Reproduce the whole listing, keeping each word unchanged.
Segment Start: Data for this task
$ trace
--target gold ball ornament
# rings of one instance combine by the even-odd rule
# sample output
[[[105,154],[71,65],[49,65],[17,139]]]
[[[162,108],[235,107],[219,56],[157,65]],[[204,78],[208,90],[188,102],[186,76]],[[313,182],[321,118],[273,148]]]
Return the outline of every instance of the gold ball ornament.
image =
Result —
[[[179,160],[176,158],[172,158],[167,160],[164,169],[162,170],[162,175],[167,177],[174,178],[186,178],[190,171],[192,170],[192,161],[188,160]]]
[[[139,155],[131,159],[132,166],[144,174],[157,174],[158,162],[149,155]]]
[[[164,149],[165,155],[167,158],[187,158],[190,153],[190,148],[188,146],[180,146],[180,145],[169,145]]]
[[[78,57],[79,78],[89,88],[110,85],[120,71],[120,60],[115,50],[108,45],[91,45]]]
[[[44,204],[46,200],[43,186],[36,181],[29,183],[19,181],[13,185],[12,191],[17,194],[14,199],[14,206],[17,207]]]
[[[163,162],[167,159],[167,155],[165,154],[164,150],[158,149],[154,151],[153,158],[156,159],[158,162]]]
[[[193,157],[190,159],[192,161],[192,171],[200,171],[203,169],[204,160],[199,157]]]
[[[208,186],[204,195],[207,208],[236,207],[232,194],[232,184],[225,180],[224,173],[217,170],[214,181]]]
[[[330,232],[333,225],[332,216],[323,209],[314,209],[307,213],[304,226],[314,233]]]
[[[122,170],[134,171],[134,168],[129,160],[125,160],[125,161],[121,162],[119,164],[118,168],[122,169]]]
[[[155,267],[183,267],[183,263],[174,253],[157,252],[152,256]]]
Segment End: Data for this task
__Reply to the exercise__.
$ trace
--target gold ball ornament
# rings of one instance combine by the even-odd rule
# sample output
[[[105,154],[71,65],[49,65],[17,139]]]
[[[162,108],[235,107],[219,56],[157,65]],[[204,78],[208,90],[188,102],[186,76]],[[313,182],[321,118],[273,148]]]
Return the outline of every instance of the gold ball ornament.
image =
Result —
[[[179,160],[176,158],[172,158],[167,160],[164,169],[162,170],[162,175],[167,177],[174,178],[186,178],[190,171],[192,170],[192,161],[188,160]]]
[[[139,155],[131,159],[132,166],[144,174],[157,174],[158,162],[149,155]]]
[[[164,149],[165,155],[167,158],[187,158],[190,153],[190,148],[188,146],[180,146],[180,145],[169,145]]]
[[[78,57],[79,78],[89,88],[110,85],[120,71],[120,60],[115,50],[108,45],[91,45]]]
[[[44,204],[46,200],[43,186],[36,181],[29,183],[19,181],[13,185],[12,191],[17,194],[14,199],[14,206],[17,207]]]
[[[163,162],[167,159],[167,155],[165,154],[164,150],[158,149],[154,151],[153,158],[156,159],[158,162]]]
[[[193,157],[190,159],[192,161],[192,171],[200,171],[203,169],[204,160],[199,157]]]
[[[208,186],[204,195],[207,208],[236,207],[232,194],[232,184],[225,180],[224,173],[217,170],[214,181]]]
[[[330,232],[333,225],[332,216],[323,209],[314,209],[307,213],[304,226],[314,233]]]
[[[122,170],[134,171],[134,168],[129,160],[125,160],[125,161],[121,162],[119,164],[118,168],[122,169]]]
[[[155,267],[183,267],[183,263],[174,253],[157,252],[152,256]]]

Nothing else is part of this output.